## Exercise details
How many lines of the material below contain the word "bark"? Reply with the number alone.

:: Dataset rows ::

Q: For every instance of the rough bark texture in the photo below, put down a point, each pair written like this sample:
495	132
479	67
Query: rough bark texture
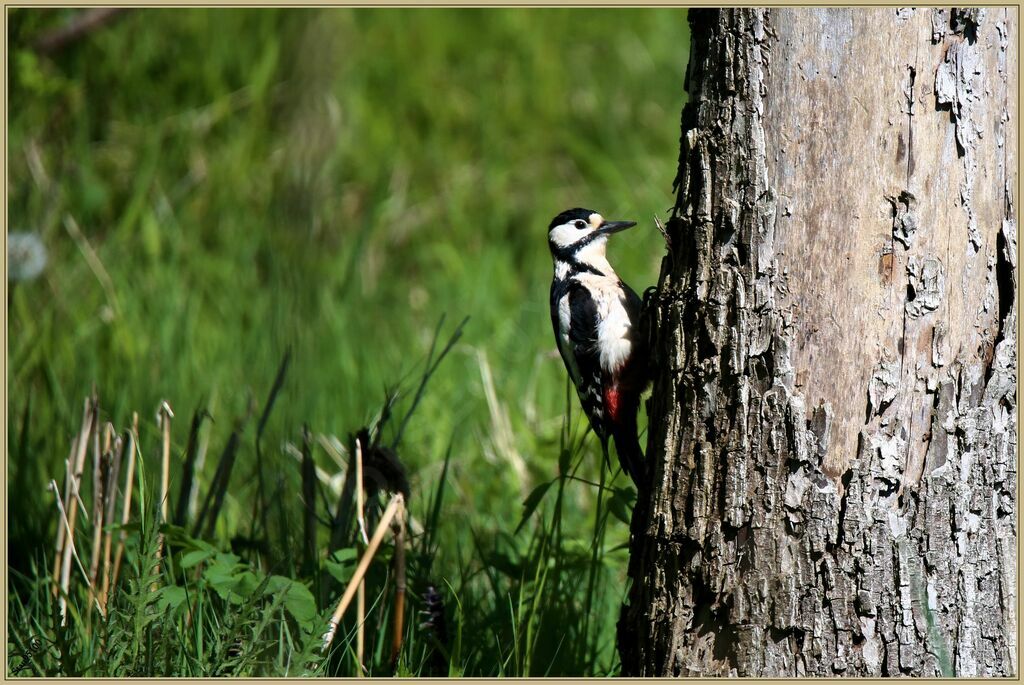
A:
833	425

:::

## Solution
2